▶ [Your objective]:
The data must be returned in full and exactly as given.

▶ [Provided data]:

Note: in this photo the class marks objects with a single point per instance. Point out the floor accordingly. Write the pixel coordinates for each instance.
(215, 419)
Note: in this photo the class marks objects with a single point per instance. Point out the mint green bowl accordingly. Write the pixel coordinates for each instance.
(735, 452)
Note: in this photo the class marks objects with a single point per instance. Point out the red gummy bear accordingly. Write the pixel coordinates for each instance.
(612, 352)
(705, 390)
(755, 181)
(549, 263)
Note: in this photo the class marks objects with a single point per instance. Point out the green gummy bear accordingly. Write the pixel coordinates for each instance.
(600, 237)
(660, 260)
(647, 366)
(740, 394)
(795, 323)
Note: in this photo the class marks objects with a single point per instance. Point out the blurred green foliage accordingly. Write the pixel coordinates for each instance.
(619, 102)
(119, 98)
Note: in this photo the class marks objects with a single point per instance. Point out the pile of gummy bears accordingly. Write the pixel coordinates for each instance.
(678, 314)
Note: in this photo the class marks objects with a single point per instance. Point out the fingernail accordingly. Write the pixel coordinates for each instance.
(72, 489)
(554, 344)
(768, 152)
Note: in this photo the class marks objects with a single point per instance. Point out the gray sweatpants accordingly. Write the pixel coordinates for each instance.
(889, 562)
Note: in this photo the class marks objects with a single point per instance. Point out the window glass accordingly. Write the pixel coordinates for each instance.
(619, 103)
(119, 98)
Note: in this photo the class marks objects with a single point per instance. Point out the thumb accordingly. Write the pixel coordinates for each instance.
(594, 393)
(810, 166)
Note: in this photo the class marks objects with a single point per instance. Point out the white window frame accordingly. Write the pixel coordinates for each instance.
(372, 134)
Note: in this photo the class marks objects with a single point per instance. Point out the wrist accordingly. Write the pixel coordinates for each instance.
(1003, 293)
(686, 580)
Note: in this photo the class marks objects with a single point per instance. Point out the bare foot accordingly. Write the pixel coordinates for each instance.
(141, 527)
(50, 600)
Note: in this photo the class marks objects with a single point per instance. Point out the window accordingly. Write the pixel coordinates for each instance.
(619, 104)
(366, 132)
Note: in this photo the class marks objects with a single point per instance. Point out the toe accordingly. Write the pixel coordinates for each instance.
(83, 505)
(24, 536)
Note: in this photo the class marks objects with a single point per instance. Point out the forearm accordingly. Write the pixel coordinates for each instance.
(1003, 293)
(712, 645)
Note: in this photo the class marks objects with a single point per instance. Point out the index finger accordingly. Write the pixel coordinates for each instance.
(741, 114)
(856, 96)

▶ [Task answer]:
Note: in this photo the class marks objects with a single point per instance. Point out the floor accordingly. Write the pixel coordinates for each instance.
(215, 419)
Note: in this photo the class marks objects with a single point per instance. Point out the mint green bowl accordingly. Write the pixel coordinates for each instance.
(735, 452)
Note: in this photo the class marks objects with a single point per instance. Point out the red gummy bear accordingly. Write the pixel coordinates for each instance.
(612, 352)
(705, 390)
(755, 181)
(549, 263)
Note: in this photo the class marks objects with a single point per instance. Point out the green gummy bear accordingly. Write the pixel coordinates for each instance.
(600, 237)
(660, 260)
(647, 366)
(740, 394)
(795, 323)
Note: in this photo the class marks objects with a single point per instance. Point out the blurred green foliage accordingly. Write the pixel coordinates for each instance.
(619, 102)
(119, 98)
Note: in this photo the class marks objects with a single point per instance. Point out the pile of gummy bears accordingly. Write the pixel coordinates for each instance.
(678, 314)
Note: in this photo the class marks objects with a single point per instance. Point out the fingernail accordingly. Write the pixel coordinates for each instance.
(72, 489)
(554, 344)
(768, 152)
Note: in this photo the class marks objects with a single point per instance. Point out the gray sweatpants accordingly. Write the pixel coordinates for each instance.
(889, 562)
Note: in this photo the class marks objects with a single point per instance. Point out the window glass accordingly. Write the pixel coordinates for each instance.
(619, 103)
(119, 98)
Note: in this photo the class marks objects with a single point per instance. Point out the thumb accordingly. Write the pixel coordinates for each instance.
(594, 393)
(810, 166)
Note: in this photo the class marks objects with a single point per instance. Point out the white window frame accordingly. Write the pixel coordinates for each instance.
(372, 134)
Note: in this photo the class marks objects with a single point per instance. Point out the wrist accordingly. Write the pixel coordinates for each instance.
(1003, 293)
(686, 580)
Note: in this photo the class marks objects with a single point per instance. Point out the bare foot accordingly. Write the pixel coordinates for each instance.
(141, 527)
(50, 600)
Note: in this photo the class marks objects with a single point per instance. Point out the window accordingly. Write the pixel coordinates for each instance.
(619, 104)
(366, 132)
Note: in this photo the class marks objects with a single point per instance. Point out the toe accordingly. Write the pixel coordinates for each instance.
(83, 505)
(24, 536)
Note: in this photo the class marks objects with a single point per instance. Point out the forearm accordingly. Write the pixel coordinates for each instance.
(1003, 293)
(712, 645)
Note: in this photo the class marks objects with a single point per instance. Point out the index finger accordingly. Write the pixel coordinates for each instance.
(741, 114)
(856, 96)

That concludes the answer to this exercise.